== Source material ==

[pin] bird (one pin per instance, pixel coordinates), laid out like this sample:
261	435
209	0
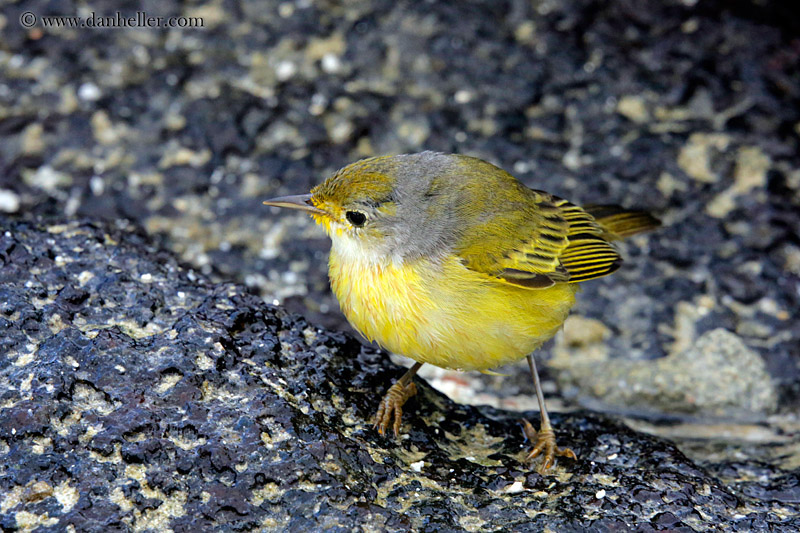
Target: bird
451	261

===

What is required: Restate each entry word for word; pictures stay out of the copy.

Finished task:
[pin] bird (one pin per instance, pixel coordinates), laid out like this sample:
261	435
209	0
Target: bird
451	261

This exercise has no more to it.